Goal of the exercise:
The entries below are to be repeated exactly as they stand.

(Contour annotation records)
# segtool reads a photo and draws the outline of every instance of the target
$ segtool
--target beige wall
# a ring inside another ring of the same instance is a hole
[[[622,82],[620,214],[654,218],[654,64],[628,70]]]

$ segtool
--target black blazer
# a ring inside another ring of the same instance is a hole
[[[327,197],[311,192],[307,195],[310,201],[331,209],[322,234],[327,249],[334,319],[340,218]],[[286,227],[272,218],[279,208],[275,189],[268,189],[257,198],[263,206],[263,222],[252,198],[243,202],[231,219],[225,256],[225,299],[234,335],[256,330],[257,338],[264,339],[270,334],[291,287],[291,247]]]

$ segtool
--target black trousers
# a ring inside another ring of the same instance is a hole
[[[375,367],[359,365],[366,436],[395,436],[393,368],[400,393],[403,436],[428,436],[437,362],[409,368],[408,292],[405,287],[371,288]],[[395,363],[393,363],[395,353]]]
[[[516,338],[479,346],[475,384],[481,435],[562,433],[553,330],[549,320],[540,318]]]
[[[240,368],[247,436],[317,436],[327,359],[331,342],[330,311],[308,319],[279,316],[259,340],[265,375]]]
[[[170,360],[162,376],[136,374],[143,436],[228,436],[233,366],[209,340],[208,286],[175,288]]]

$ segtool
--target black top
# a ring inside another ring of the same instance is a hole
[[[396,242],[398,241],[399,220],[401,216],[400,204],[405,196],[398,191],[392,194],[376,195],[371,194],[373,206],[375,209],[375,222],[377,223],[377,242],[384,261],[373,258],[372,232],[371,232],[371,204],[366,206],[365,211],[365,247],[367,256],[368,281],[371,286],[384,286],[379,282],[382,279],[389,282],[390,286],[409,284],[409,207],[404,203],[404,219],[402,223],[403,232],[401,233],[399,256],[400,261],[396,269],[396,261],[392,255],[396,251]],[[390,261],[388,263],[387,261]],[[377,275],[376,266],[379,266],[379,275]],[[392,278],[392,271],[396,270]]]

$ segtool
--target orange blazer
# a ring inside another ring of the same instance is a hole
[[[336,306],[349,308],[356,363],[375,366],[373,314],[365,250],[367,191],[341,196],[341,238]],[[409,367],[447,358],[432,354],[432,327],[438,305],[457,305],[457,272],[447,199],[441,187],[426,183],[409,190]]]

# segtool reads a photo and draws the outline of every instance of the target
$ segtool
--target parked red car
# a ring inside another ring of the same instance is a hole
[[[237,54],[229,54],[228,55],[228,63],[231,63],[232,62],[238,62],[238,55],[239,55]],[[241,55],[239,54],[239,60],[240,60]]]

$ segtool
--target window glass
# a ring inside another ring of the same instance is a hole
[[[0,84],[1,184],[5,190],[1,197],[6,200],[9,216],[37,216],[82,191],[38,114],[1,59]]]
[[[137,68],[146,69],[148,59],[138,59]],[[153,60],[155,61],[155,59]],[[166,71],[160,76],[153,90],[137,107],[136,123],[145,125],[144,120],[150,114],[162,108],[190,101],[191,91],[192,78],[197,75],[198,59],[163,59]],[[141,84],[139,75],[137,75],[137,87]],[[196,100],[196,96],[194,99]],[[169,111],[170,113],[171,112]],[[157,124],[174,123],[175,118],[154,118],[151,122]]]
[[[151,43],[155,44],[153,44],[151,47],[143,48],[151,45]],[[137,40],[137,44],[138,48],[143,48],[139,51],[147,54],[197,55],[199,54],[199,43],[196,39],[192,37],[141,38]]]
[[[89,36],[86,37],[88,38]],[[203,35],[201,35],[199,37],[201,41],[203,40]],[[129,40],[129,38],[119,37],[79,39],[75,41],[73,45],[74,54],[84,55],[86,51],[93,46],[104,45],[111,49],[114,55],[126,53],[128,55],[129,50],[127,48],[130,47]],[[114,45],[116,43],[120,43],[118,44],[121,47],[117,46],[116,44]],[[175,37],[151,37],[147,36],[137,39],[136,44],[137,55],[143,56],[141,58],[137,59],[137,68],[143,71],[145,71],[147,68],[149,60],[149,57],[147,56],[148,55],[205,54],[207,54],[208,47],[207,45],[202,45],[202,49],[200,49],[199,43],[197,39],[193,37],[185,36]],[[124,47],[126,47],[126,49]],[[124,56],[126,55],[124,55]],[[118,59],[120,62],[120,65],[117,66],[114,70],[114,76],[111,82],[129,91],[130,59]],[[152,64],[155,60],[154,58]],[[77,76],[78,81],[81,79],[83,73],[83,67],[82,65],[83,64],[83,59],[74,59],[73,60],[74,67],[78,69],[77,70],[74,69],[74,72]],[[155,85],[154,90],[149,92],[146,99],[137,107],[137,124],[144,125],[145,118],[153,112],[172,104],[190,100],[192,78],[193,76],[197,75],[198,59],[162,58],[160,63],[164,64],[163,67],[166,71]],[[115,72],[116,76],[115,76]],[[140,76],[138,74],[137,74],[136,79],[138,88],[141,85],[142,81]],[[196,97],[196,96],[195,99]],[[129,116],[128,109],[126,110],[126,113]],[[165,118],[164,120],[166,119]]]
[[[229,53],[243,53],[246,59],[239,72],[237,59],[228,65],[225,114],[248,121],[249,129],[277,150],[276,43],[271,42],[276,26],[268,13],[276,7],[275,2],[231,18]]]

Task result:
# segtool reads a photo and draws the outline of every instance of the target
$ segtool
--target beige wall
# a ring inside another ring of the same instance is a hole
[[[622,82],[620,214],[654,218],[654,64],[628,70]]]

$ segtool
--target black blazer
# a ring inside another ring of the same instance is a hole
[[[327,197],[311,192],[307,195],[310,201],[331,209],[322,234],[327,249],[334,319],[340,218]],[[286,227],[272,218],[279,208],[275,189],[268,189],[257,198],[263,206],[263,222],[252,198],[243,202],[231,219],[225,256],[225,299],[234,335],[256,330],[257,338],[264,339],[270,334],[291,287],[291,247]]]

$ segtool
--target black trousers
# a ring inside another ring of the same instance is a hole
[[[375,367],[359,365],[366,436],[395,436],[393,368],[400,393],[403,436],[428,436],[437,362],[409,368],[408,292],[405,287],[371,288]],[[395,363],[393,363],[395,353]]]
[[[516,338],[479,346],[475,384],[481,435],[562,433],[553,330],[549,320],[540,318]]]
[[[240,368],[247,436],[317,436],[327,359],[331,342],[330,311],[308,319],[279,316],[259,340],[265,375]]]
[[[170,360],[162,376],[136,374],[143,436],[228,436],[233,366],[209,340],[208,286],[175,288]]]

$ segtool
--target black top
# a ring inside another ring of the same instance is a hole
[[[396,242],[398,241],[399,220],[401,216],[400,204],[405,196],[398,191],[392,194],[376,195],[371,194],[373,206],[375,209],[375,222],[377,223],[377,242],[384,261],[373,258],[372,232],[371,232],[371,204],[366,206],[365,211],[365,247],[367,256],[368,281],[371,286],[384,286],[379,282],[382,279],[389,282],[390,286],[409,284],[409,207],[404,203],[404,219],[402,223],[403,232],[401,233],[399,256],[400,261],[396,269],[396,261],[392,255],[396,251]],[[390,261],[388,263],[387,261]],[[377,275],[376,266],[379,266],[379,275]],[[392,278],[392,271],[396,270]]]

$ segtool
--target orange blazer
# a ring inside another ring of the same instance is a hole
[[[336,306],[349,308],[356,363],[375,366],[373,314],[365,250],[367,191],[341,196],[341,238]],[[409,367],[447,358],[432,354],[432,327],[438,305],[457,305],[457,272],[447,199],[441,187],[426,183],[409,190]]]

# segtool reads a photo and draws the outline of every instance of the target
$ segtool
--target parked red car
# a ring inside another ring of the same instance is a hole
[[[237,54],[229,54],[228,55],[228,63],[231,63],[232,62],[238,62],[238,55],[239,55]],[[241,55],[239,54],[239,60],[240,60]]]

$ segtool
--target window glass
# a ring inside another ring of the same instance is a hole
[[[0,84],[1,184],[5,190],[1,197],[6,200],[9,216],[37,216],[82,191],[38,114],[1,59]]]
[[[137,68],[146,69],[148,59],[138,59]],[[153,60],[155,61],[155,59]],[[166,71],[160,76],[153,90],[137,107],[136,123],[145,125],[144,120],[150,114],[162,108],[190,101],[191,91],[192,78],[197,75],[198,59],[163,59]],[[141,84],[139,75],[137,75],[137,87]],[[196,100],[196,96],[194,99]],[[169,111],[170,113],[171,112]],[[157,124],[174,123],[175,118],[154,118],[151,122]]]
[[[151,43],[155,44],[153,44],[151,47],[143,48],[151,45]],[[137,40],[137,44],[138,48],[143,48],[139,51],[147,54],[197,55],[199,54],[199,43],[196,39],[192,37],[141,38]]]
[[[89,36],[86,37],[88,38]],[[203,35],[201,35],[199,37],[201,41],[203,40]],[[129,40],[129,38],[119,37],[79,39],[75,41],[73,45],[74,54],[84,55],[86,51],[93,46],[104,45],[111,49],[114,55],[126,53],[128,55],[129,50],[127,48],[130,47]],[[114,45],[116,43],[120,43],[118,44],[121,47],[117,46],[116,44]],[[175,37],[151,37],[147,36],[137,39],[136,44],[137,55],[143,56],[141,58],[137,59],[137,68],[143,71],[145,71],[147,68],[149,60],[149,57],[147,56],[148,55],[205,54],[207,54],[208,47],[207,45],[202,45],[202,49],[200,49],[199,43],[197,39],[193,37],[185,36]],[[124,47],[126,47],[126,49]],[[124,56],[126,55],[124,55]],[[118,59],[120,62],[120,65],[117,66],[114,70],[114,76],[111,82],[129,91],[130,59]],[[152,64],[155,60],[154,58]],[[77,76],[78,81],[81,79],[83,73],[83,67],[82,65],[83,64],[83,59],[74,59],[73,60],[74,67],[78,69],[77,70],[74,69],[74,72]],[[155,85],[154,90],[149,92],[146,99],[137,107],[137,124],[144,125],[145,118],[153,112],[172,104],[190,100],[192,78],[193,76],[197,75],[198,59],[162,58],[160,63],[164,64],[163,67],[166,71]],[[115,72],[116,76],[115,76]],[[140,76],[138,74],[137,74],[136,79],[138,88],[141,85],[142,81]],[[196,97],[196,96],[195,99]],[[129,116],[128,109],[126,110],[126,113]],[[165,118],[164,120],[166,119]]]
[[[229,53],[243,53],[246,59],[239,72],[237,59],[228,65],[225,114],[248,121],[249,129],[277,150],[276,43],[271,42],[276,26],[268,13],[276,7],[275,2],[231,18]]]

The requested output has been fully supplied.